[Data extracted from a collection]
※

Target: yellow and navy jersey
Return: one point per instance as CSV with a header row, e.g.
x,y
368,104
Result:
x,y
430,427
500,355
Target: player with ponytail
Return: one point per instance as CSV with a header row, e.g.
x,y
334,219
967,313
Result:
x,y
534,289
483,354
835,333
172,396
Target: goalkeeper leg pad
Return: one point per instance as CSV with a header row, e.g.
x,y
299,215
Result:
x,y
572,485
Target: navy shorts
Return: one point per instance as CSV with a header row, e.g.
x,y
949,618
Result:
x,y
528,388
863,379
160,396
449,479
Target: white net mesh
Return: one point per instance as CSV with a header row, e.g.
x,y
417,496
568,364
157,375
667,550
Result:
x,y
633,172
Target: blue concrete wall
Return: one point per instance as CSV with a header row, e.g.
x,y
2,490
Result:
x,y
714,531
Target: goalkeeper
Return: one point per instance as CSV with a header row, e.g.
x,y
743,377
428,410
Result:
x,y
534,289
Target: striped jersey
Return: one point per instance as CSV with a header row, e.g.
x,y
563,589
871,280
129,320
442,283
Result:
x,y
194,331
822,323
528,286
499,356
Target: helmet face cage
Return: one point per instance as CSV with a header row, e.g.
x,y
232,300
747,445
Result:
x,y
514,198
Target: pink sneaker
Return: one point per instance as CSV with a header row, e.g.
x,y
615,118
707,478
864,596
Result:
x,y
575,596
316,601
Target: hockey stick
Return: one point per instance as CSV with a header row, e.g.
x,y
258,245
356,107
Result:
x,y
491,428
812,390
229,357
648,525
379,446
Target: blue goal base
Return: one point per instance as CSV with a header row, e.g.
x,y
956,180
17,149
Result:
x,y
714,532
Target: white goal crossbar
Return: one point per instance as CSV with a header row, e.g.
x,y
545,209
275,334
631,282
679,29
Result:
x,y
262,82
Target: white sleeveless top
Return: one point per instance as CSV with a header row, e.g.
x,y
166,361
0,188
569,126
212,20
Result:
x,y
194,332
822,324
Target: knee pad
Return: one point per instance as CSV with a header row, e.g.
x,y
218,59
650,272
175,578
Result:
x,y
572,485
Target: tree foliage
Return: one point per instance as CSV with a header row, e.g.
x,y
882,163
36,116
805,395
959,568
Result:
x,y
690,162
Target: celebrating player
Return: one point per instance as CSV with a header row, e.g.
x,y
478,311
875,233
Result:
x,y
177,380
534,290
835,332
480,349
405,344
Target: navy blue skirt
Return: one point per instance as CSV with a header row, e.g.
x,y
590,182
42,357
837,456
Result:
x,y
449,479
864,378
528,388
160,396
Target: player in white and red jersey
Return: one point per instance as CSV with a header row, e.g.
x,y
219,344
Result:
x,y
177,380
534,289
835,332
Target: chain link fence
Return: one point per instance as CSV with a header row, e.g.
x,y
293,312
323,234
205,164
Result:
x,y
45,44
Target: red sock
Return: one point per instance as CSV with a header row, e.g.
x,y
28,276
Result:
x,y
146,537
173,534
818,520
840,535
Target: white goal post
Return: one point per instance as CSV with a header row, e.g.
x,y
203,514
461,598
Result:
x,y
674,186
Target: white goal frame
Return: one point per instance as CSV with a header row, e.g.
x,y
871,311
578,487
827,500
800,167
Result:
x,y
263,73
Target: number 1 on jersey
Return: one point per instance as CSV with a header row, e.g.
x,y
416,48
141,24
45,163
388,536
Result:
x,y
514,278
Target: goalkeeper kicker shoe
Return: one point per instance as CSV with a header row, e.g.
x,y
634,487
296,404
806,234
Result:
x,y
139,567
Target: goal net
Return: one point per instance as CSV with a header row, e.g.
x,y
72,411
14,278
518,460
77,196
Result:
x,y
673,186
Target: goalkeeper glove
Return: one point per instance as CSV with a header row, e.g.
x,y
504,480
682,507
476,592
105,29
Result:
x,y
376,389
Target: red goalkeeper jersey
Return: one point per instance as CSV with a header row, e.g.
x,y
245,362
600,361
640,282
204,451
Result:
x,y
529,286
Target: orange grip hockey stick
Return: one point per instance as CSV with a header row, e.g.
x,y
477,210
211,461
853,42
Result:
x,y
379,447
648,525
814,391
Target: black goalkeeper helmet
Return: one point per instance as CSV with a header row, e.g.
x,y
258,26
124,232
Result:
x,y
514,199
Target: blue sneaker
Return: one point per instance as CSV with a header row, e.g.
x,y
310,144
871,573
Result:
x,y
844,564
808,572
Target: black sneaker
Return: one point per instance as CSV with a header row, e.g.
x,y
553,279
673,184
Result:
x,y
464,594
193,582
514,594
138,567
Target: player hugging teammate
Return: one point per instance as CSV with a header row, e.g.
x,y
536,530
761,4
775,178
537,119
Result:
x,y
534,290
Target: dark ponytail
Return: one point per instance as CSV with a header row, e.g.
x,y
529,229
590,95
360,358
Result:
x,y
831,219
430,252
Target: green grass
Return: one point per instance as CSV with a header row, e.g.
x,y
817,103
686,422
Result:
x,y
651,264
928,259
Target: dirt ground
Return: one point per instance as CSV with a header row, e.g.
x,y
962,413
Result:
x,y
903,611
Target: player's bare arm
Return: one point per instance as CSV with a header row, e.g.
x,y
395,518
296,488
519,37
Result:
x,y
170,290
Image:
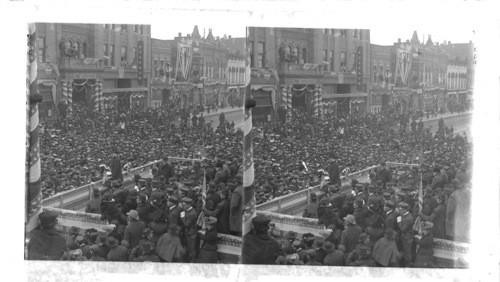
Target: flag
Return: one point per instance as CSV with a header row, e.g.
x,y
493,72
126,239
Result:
x,y
248,168
33,187
201,216
417,224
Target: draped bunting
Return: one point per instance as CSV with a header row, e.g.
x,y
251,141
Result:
x,y
249,202
68,94
52,84
34,195
98,99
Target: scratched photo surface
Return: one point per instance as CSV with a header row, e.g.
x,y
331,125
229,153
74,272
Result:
x,y
134,144
362,152
302,102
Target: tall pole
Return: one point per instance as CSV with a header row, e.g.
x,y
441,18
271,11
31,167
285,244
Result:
x,y
248,167
33,167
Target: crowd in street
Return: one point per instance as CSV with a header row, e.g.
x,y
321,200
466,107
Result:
x,y
76,149
292,156
375,223
161,219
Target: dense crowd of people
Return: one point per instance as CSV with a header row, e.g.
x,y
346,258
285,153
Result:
x,y
291,156
374,223
76,149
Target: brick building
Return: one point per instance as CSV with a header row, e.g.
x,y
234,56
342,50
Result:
x,y
316,68
381,77
161,71
97,65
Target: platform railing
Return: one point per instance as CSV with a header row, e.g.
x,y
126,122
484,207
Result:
x,y
229,247
76,197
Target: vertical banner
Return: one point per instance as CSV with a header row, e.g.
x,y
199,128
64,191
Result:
x,y
248,168
359,68
33,193
140,62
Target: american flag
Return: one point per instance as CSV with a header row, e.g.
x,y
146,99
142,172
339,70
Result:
x,y
201,216
33,187
248,168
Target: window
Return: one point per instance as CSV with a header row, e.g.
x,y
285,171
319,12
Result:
x,y
41,49
252,59
124,56
134,58
84,50
262,54
343,62
112,54
105,52
331,61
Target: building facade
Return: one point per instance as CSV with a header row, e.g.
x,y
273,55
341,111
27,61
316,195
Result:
x,y
319,70
97,65
381,78
161,71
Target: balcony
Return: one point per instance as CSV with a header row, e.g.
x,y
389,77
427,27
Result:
x,y
81,64
300,69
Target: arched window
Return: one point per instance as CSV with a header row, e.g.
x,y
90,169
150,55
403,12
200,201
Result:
x,y
84,50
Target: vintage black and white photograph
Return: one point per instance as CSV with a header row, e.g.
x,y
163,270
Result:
x,y
134,144
239,140
362,152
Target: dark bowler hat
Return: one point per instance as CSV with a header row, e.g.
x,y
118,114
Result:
x,y
239,178
404,205
47,218
260,222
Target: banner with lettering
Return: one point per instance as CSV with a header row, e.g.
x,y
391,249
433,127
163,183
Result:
x,y
359,68
140,62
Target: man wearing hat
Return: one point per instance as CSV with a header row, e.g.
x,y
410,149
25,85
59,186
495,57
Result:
x,y
188,219
116,167
166,170
220,175
46,243
425,242
311,209
390,215
405,224
208,249
258,246
438,218
350,235
133,231
364,258
333,172
458,212
94,204
221,212
174,211
236,207
116,252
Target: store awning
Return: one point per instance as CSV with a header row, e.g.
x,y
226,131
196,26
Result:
x,y
116,90
345,95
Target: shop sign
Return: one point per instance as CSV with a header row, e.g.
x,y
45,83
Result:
x,y
81,76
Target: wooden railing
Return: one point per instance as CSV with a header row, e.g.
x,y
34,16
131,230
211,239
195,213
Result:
x,y
229,247
78,197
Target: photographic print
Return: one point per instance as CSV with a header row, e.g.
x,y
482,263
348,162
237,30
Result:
x,y
362,153
134,144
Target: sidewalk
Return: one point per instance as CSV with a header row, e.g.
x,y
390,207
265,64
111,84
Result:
x,y
225,110
444,116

※

## Exercise requirements
Lines containing the word "goalkeeper": copy every one of them from the records above.

## Answer to this exercise
Target: goalkeeper leg pad
Target: goalkeeper
Target: goalkeeper kicker shoe
Target: goalkeeper glove
Target: red goalkeeper jersey
Target: black goalkeeper helmet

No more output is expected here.